[[ PASSAGE FOR REVIEW, beginning ]]

As a mythology, the Marvel Universe is theraputic. It's here to help us (the U.S.) process the aftermath of 9-11 and the subsequent wars we sought vengeance through. Nobody really misses the point with a group of security obsessed, tight-wearing superheroes proclaiming themselves "Avengers." What are they avenging?
In mythology, murder and destruction are taboos made sacred by the sacrifices of the protagonist: with the primary scarifice being isolation. Nolan's Batman is the only comic book character in motion who enacts this violence as ritual. He is a loner by nature and though he's rescued by sleight of hand by the end of Rises, we believe he dies alone. The Marvel Universe, however, has its lead serial Iron Man announce his identity as a mission statement. These heroes aren't going to hide, nor will they brood too much. M.U. insists on blending 1950s values of family (Guardians and Avengers, Parkers vs. the Osbornes) and sex-roles with taboo carnage and death so that none of the outcomes can be read as sacred. Instead a false family is born, a criminal family not unlike other families that practice violence in myth (like the Corleones). They are somewhat empty tales, usually ignoring the psychic role violence plays, and so they erase the sensations of collective responsibilities from audience minds. Why are they here suddenly, and why are they so successful? The films are essentially mental degaussers that absolve resposibilities for the carnage we've turned loose on the world under the guise of liberating dictatorships in the past 15 years. We are the empire, share this moniker with the other world powers. We practice warfare without sanction, kill chosen by drone. And we seem to be unaware of how this is perceived on the world-stage. And the Marvel Universe might help us to remain blind to our self image. Certainly the last Avengers was a 'world-stage' battle.

[[ PASSAGE FOR REVIEW, end ]]

## [REQUIRED ACTION 1]
For the passage on the Marvel Universe, decide whether each statement agrees with it: (a) Nolan's Batman is presented as solitary by temperament; (b) Iron Man keeps his identity concealed; (c) the films heighten the audience's sense of collective responsibility. For each, answer yes or no and quote the words of the passage that decide it.
## [REQUIRED ACTION 2]
Reproduce the passage on the Marvel Universe word for word, beginning at the words "As a mythology, the" and stopping after the words "are they avenging?".

[[ EXTRACTED DATA, beginning ]]

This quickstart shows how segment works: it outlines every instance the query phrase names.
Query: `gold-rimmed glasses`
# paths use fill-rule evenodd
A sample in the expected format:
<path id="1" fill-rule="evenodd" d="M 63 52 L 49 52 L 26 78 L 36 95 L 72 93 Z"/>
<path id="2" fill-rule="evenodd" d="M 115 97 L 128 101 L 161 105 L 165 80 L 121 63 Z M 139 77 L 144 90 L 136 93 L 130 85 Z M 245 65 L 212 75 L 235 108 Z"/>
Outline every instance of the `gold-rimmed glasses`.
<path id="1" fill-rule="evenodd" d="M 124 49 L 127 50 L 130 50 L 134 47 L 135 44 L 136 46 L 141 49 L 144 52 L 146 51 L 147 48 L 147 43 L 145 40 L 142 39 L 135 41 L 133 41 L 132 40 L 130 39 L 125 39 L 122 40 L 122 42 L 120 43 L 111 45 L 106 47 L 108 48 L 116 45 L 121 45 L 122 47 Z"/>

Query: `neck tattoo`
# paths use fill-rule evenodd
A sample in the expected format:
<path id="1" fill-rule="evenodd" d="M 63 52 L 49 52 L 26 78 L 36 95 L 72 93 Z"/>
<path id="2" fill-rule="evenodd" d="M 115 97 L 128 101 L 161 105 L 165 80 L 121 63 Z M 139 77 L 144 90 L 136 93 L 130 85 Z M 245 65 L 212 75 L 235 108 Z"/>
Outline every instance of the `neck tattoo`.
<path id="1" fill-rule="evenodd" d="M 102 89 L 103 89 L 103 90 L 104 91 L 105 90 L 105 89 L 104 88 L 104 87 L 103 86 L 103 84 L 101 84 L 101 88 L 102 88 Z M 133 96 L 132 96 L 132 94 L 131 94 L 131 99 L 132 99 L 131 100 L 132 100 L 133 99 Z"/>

[[ EXTRACTED DATA, end ]]

## [RESPONSE BOX 1]
(a) Yes: "He is a loner by nature"
(b) No: "has its lead serial Iron Man announce his identity as a mission statement"
(c) No: "so they erase the sensations of collective responsibilities from audience minds"

## [RESPONSE BOX 2]
As a mythology, the Marvel Universe is theraputic. It's here to help us (the U.S.) process the aftermath of 9-11 and the subsequent wars we sought vengeance through. Nobody really misses the point with a group of security obsessed, tight-wearing superheroes proclaiming themselves "Avengers." What are they avenging?